Only the lines from the line holding "brown dress shoe" through the final line of the entries below are to be returned, exactly as they stand.
******************************
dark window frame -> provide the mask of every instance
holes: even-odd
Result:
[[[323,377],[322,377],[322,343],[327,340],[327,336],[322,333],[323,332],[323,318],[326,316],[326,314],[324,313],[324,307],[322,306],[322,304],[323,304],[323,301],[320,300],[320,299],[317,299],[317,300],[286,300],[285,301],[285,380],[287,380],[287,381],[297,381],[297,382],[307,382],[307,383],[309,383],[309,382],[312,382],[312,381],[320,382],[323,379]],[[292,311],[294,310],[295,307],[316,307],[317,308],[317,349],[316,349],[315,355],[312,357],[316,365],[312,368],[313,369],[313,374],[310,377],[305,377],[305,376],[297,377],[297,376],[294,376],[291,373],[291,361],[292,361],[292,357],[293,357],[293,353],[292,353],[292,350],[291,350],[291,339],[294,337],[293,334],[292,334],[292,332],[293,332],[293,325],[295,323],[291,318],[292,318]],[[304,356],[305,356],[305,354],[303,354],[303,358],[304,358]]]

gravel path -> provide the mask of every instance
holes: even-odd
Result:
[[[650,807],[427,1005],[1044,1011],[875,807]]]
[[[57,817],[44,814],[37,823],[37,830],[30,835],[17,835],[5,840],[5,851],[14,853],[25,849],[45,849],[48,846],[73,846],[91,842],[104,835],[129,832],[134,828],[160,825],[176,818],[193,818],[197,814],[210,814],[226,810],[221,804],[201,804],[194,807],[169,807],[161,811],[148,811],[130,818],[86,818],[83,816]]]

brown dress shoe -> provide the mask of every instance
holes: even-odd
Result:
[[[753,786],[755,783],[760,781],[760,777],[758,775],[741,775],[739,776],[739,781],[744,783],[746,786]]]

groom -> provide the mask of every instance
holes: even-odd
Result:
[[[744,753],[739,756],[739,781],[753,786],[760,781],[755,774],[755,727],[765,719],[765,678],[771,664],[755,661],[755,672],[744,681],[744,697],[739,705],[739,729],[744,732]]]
******************************
Exercise answer:
brown dress shoe -> provide the mask of every instance
holes: even-odd
Result:
[[[753,786],[755,783],[760,781],[760,777],[758,775],[741,775],[739,776],[739,781],[744,783],[746,786]]]

groom -> provide the mask of every instance
holes: even-odd
Result:
[[[744,753],[739,756],[739,781],[753,786],[760,781],[755,774],[755,727],[765,719],[765,678],[771,664],[755,661],[755,672],[744,681],[744,697],[739,705],[739,729],[744,732]]]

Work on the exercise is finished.